## DIRECTIONS
• 1. Translate this sentence from the announcement about Ulster County's solar project into Spanish: "The array is expected to generate approximately 20% of all the electricity used by the Ulster County Government."
• 2. Decide whether each statement agrees with the announcement about Ulster County's solar project. Answer yes or no and quote the words that decide it. (a) Construction of the array started in the fall of 2017. (b) The solar installation was placed on farmland. (c) The array is expected to supply all of the electricity used by the Ulster County Government.
** START PASSAGE TO READ **
County Executive Mike Hein Announces That Ulster County’s Utility-Scale Solar Project Is Fully Operational

Posted May 14, 2018

Solar Project Continues County Executive’s Clean Energy Commitment 

Kingston, N.Y. –Ulster County Executive Mike Hein was joined by Amanda LaValle, Ulster County Department of the Environment Coordinator, members of several environmental advocacy organizations, and members of the Ulster County Legislature to announce that Ulster County’s Utility-Scale Solar Project is fully operational. Construction on the 5,940-panel array began in the Fall of 2017 and the array was given permission to operate by Central Hudson on May 10th after successful completion of required system tests.

The solar installation, located at the site of the former Town of Ulster landfill, is expected to generate 2,360 MWh of clean electricity each year, which is roughly equivalent to the electricity generated by burning 2 million pounds of coal or 4,000 barrels of oil. The array is expected to generate approximately 20% of all the electricity used by the Ulster County Government.

 Michael P. Hein, Ulster County Executive

“Ulster County is the most environmentally responsible County in the State of New York by a mile.  But that’s not the point.  It’s about doing everything we can to build a sustainable community while providing others with a model,” said Ulster County Executive Mike Hein.  “Our goal has now moved to simply and fearlessly showing what is possible in a county government.  So yes - we are the only ‘net carbon neutral’ County in the State; yes - we have won countless awards and been featured in National Geographic for our environmental work; and yes - 100% of our energy comes from renewable resources.  But the fact remains, there is so much more to do, as a county government, as a community and as a nation if we are to meet the environmental challenges that face us all. 

County Executive Hein continued, “One of the key factors that sets this utility scale solar project apart from others is the fact that rather than occupying beautiful farmland and valuable property, this project was engineered specifically to be placed on an old landfill that would have sat fallow for centuries.  I also want to highlight and thank Amanda LaValle, Coordinator of the Ulster County Department of the Environment; Marc Rider, Director of the Ulster County Purchasing Department; Executive Director Tim Rose and the Board at the Ulster County Resource Recovery Agency for their assistance; but most of all, I want to thank the Ulster County Legislature for embracing my vision and helping make this project a reality.”
** END PASSAGE TO READ **
** START DATA ROWS **
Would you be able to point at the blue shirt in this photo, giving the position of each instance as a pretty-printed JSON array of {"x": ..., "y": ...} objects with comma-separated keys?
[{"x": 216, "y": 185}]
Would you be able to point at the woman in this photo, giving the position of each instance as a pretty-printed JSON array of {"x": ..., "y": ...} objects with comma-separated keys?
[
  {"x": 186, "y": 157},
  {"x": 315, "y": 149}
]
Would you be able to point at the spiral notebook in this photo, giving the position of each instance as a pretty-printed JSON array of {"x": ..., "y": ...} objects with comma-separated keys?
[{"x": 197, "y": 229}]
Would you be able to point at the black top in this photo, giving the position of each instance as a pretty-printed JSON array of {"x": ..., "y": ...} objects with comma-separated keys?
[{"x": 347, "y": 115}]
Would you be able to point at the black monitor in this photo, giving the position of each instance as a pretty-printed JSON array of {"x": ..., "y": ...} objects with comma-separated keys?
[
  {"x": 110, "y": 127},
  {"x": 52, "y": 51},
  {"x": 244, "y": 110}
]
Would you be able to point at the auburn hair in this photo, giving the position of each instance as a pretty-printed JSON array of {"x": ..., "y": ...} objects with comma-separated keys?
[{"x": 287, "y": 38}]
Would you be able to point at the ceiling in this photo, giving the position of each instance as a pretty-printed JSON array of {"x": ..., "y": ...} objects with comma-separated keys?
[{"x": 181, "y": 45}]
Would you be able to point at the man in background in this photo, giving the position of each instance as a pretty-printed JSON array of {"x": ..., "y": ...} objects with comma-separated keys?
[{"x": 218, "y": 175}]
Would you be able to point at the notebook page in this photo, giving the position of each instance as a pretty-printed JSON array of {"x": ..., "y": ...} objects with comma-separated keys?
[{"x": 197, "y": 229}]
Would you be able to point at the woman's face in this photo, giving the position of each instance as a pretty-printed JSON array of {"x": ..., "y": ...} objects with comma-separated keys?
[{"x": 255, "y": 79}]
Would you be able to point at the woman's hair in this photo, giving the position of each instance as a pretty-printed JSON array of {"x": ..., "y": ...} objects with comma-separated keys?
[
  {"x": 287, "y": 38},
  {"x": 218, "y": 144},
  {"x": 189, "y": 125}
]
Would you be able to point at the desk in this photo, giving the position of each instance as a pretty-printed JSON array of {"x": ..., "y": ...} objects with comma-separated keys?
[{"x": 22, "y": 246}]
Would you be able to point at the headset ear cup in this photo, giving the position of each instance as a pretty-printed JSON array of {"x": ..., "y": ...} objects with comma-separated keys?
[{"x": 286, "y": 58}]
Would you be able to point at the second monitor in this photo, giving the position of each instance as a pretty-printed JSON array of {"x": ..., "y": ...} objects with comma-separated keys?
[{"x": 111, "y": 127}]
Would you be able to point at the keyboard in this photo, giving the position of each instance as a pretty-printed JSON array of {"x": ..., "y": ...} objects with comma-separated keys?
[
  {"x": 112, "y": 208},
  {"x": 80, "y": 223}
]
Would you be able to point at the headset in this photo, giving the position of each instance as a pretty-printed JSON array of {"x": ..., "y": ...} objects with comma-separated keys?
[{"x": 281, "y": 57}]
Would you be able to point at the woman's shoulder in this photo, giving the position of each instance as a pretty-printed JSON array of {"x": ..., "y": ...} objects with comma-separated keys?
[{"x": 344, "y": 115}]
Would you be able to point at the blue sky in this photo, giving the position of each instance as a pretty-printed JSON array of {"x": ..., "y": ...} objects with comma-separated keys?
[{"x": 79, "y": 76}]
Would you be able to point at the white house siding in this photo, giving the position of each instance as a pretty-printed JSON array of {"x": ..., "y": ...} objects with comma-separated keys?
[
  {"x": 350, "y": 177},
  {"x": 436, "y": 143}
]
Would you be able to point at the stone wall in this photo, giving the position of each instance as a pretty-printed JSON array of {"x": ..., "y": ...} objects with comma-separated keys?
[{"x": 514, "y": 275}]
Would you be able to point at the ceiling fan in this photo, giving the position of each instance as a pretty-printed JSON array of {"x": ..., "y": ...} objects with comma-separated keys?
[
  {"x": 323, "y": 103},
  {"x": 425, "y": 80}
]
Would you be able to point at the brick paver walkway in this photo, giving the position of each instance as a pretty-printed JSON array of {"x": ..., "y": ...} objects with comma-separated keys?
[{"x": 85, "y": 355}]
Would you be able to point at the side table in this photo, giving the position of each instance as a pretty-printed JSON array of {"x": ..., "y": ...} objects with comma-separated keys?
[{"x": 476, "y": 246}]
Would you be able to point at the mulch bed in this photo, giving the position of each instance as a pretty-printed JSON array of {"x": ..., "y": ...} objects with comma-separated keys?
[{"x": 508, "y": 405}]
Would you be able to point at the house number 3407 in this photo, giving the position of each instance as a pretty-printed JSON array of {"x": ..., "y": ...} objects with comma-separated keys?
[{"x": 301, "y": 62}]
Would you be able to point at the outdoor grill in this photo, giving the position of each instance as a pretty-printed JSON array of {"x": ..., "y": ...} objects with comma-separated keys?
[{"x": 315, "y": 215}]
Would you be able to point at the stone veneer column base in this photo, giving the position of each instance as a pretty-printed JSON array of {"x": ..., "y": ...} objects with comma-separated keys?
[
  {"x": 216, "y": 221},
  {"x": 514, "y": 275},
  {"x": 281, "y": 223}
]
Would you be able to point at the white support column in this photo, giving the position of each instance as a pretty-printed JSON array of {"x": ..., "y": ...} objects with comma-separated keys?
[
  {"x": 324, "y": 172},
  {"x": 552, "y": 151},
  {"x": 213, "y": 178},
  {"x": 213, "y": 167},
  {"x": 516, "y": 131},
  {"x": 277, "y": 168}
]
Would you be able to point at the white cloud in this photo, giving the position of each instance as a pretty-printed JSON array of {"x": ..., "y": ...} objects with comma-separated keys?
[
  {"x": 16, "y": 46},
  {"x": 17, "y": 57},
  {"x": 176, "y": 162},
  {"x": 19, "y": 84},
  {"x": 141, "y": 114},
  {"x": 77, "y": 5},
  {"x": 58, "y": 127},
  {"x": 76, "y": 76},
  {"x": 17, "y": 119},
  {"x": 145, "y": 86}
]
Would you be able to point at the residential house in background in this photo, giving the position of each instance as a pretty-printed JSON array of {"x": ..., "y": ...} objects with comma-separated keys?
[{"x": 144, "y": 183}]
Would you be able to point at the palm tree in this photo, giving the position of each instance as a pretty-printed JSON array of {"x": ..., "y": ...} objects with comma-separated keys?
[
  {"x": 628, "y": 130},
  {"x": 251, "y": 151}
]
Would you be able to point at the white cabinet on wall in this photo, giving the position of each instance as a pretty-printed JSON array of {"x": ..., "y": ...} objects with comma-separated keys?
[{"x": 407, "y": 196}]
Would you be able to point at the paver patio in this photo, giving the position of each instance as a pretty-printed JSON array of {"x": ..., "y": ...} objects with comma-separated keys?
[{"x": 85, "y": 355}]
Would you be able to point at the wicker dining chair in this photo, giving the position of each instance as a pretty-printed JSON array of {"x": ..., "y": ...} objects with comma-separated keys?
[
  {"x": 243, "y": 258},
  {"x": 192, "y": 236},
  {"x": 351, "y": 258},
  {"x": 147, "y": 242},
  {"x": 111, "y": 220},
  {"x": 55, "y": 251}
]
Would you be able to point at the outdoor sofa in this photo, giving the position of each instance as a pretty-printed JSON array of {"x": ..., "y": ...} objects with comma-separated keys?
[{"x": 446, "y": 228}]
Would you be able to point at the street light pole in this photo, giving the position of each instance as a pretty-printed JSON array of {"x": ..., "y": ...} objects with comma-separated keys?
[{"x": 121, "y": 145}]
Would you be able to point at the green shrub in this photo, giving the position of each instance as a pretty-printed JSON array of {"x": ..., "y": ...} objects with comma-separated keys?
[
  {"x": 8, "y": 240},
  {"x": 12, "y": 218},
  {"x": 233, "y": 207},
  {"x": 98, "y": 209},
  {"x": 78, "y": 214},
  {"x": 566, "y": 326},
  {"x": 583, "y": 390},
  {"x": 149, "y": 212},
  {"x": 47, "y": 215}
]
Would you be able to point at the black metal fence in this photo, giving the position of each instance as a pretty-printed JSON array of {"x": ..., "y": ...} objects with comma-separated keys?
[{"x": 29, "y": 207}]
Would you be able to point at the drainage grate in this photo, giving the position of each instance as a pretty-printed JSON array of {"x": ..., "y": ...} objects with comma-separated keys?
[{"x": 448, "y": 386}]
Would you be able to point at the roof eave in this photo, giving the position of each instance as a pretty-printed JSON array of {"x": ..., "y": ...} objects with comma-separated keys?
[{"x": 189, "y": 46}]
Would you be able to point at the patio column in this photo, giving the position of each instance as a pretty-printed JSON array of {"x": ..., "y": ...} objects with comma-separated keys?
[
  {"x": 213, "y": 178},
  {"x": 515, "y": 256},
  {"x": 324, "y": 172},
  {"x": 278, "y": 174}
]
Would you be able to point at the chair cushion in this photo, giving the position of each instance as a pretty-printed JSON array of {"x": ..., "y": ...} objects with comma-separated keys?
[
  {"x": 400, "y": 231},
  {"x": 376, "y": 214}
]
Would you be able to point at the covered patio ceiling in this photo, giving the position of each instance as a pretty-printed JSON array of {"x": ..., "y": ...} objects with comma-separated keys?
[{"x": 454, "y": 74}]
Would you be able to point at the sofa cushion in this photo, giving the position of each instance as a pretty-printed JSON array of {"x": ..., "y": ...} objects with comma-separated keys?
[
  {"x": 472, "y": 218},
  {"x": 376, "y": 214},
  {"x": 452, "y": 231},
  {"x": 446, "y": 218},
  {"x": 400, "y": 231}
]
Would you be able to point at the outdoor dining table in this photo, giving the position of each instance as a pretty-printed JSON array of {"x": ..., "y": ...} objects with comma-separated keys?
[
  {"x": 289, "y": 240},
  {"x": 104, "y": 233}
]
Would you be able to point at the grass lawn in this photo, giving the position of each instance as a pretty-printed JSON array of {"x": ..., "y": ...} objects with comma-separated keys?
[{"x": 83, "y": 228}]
** END DATA ROWS **
## RESPONSES
• 1. Se espera que el conjunto genere aproximadamente el 20 % de toda la electricidad que utiliza el Gobierno del Condado de Ulster.

• 2.
(a) Yes: "Construction on the 5,940-panel array began in the Fall of 2017"
(b) No: "located at the site of the former Town of Ulster landfill"
(c) No: "approximately 20% of all the electricity used by the Ulster County Government"